| To do |
Taking the line with "# mark one dot per instance, written like column 443, row" as the first and the line with "# mark one dot per instance, written like column 778, row" as the last, set down exactly every line in that range from the entries below, and no more.

Collected data
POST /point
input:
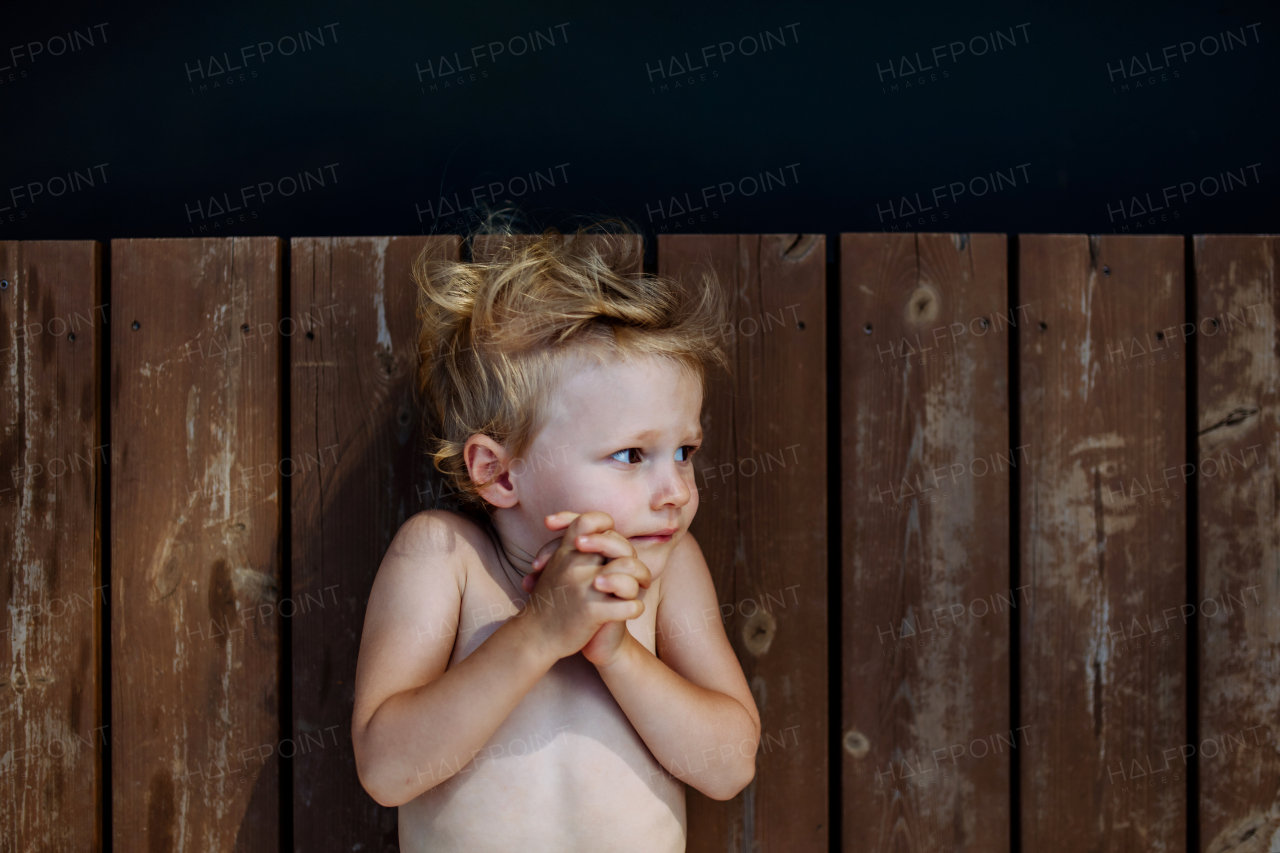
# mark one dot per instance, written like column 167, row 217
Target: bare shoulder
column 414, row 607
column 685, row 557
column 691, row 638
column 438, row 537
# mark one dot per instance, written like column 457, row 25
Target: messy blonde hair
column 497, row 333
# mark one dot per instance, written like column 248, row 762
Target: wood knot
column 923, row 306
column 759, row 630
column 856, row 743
---
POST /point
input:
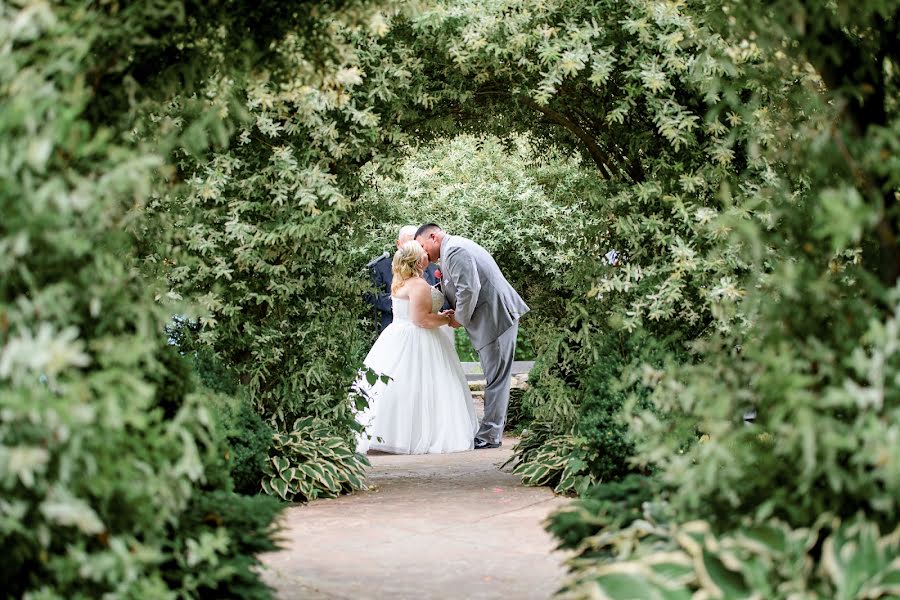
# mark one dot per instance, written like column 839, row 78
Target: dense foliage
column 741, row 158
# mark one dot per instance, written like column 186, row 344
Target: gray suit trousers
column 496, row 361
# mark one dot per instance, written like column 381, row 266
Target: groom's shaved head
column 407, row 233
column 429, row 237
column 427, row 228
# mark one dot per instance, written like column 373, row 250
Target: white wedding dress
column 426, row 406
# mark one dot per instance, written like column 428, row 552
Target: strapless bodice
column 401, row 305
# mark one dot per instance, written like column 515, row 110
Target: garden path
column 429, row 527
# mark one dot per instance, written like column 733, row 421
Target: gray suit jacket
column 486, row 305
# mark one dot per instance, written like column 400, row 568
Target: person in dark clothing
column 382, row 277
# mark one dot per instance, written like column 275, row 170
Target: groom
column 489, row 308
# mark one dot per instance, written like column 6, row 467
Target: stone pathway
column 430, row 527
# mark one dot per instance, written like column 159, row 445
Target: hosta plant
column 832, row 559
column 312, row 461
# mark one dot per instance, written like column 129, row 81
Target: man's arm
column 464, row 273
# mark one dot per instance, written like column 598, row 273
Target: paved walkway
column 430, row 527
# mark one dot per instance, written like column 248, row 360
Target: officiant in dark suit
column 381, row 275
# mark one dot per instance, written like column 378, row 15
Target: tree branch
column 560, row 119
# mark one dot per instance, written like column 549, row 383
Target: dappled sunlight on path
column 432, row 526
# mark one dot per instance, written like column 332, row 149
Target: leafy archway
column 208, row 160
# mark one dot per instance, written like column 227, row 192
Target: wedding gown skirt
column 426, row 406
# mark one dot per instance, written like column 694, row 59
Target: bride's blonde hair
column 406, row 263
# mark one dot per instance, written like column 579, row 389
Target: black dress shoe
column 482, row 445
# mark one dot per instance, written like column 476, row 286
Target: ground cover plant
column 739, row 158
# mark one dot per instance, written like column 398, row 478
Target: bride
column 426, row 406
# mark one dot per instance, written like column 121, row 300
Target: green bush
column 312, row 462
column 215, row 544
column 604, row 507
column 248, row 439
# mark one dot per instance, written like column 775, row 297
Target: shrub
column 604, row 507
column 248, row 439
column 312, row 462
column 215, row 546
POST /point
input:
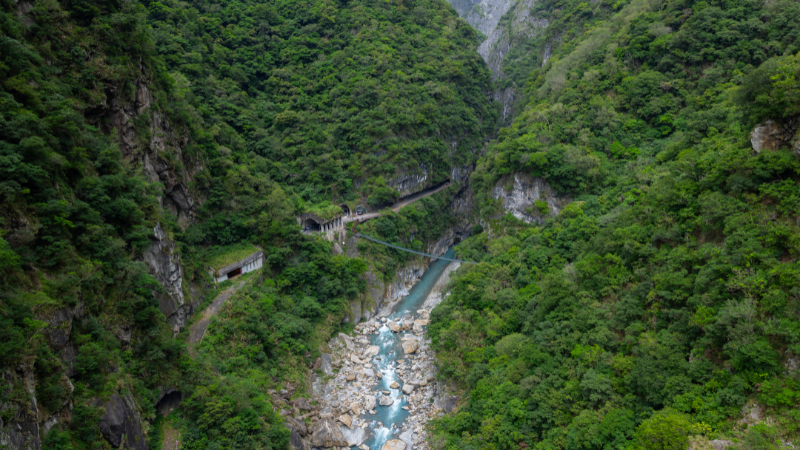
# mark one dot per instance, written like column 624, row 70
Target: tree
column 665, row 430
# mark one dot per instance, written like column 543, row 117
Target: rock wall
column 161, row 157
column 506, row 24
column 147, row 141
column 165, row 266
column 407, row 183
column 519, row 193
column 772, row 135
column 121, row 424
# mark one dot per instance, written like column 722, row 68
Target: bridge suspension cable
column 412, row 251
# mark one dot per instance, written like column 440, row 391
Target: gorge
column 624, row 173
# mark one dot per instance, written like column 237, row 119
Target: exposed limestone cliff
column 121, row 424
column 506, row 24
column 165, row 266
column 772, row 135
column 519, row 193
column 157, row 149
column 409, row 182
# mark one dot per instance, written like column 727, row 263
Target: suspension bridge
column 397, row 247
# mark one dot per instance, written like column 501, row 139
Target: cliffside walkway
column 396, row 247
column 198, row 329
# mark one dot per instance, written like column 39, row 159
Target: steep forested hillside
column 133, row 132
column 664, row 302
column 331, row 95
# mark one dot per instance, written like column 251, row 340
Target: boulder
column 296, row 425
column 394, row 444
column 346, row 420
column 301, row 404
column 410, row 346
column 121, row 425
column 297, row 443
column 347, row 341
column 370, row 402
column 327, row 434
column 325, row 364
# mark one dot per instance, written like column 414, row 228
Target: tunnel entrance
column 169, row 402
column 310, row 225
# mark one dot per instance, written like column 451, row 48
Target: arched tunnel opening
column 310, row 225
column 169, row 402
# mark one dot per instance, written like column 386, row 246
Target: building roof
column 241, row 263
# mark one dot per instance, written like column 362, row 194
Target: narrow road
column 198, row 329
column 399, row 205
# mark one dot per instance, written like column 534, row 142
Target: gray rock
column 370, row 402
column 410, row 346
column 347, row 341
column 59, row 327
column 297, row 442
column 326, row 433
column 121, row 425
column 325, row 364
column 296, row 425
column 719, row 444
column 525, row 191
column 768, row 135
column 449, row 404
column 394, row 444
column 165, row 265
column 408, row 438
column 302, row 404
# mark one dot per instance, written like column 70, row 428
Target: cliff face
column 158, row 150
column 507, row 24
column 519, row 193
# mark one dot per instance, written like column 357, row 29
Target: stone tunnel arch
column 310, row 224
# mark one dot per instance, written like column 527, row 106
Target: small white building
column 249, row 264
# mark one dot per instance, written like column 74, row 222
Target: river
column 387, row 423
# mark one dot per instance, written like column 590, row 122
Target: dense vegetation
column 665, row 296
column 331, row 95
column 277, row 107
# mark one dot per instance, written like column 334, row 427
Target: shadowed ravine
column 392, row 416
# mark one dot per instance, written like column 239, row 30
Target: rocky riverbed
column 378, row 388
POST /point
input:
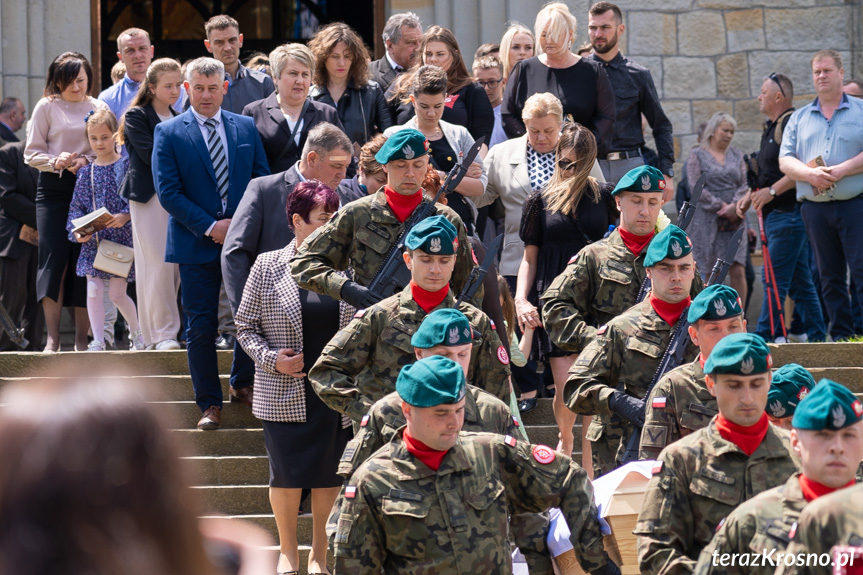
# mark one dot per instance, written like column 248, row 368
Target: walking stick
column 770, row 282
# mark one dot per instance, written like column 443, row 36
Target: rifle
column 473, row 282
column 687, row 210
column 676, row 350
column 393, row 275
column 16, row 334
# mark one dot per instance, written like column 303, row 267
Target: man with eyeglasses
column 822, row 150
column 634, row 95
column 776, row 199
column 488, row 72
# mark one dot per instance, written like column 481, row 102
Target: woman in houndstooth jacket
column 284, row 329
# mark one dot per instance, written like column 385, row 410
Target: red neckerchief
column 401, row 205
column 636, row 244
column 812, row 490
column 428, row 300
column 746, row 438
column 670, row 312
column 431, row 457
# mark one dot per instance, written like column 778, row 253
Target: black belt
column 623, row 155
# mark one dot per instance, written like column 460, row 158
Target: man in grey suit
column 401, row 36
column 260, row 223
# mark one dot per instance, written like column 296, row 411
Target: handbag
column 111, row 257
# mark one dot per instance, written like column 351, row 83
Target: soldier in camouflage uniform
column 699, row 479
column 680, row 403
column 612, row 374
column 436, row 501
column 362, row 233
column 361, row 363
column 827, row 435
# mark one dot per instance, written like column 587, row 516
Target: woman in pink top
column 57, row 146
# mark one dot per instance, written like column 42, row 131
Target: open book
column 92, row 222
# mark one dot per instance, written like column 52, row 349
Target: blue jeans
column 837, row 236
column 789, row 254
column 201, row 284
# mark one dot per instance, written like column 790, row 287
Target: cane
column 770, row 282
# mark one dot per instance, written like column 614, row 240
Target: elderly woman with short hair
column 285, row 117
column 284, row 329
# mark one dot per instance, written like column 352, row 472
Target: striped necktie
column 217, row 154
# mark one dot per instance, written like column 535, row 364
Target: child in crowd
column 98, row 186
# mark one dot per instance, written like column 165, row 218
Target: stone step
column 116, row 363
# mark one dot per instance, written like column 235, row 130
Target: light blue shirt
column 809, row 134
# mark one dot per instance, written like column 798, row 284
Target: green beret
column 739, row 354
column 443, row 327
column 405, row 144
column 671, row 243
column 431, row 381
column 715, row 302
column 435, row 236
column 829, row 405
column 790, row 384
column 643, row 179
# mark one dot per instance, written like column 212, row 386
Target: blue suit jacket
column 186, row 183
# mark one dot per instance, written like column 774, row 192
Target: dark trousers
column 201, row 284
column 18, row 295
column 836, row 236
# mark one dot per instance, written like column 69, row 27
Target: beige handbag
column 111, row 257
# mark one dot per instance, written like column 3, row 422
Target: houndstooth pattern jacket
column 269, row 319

| Exercise solution |
# mark one dot per instance, written like column 443, row 36
Target: rifle
column 473, row 282
column 687, row 210
column 676, row 350
column 393, row 275
column 16, row 334
# mark one dot per instance, written like column 303, row 267
Target: man with eyeglasses
column 822, row 150
column 634, row 95
column 776, row 199
column 488, row 72
# mark one dot per instance, written like column 481, row 102
Target: woman in houndstooth jacket
column 284, row 329
# mark one dot per instance, written like column 385, row 410
Target: red neckerchief
column 401, row 205
column 636, row 244
column 812, row 490
column 428, row 300
column 746, row 438
column 670, row 312
column 431, row 457
# mark one dot per instance, written like column 778, row 253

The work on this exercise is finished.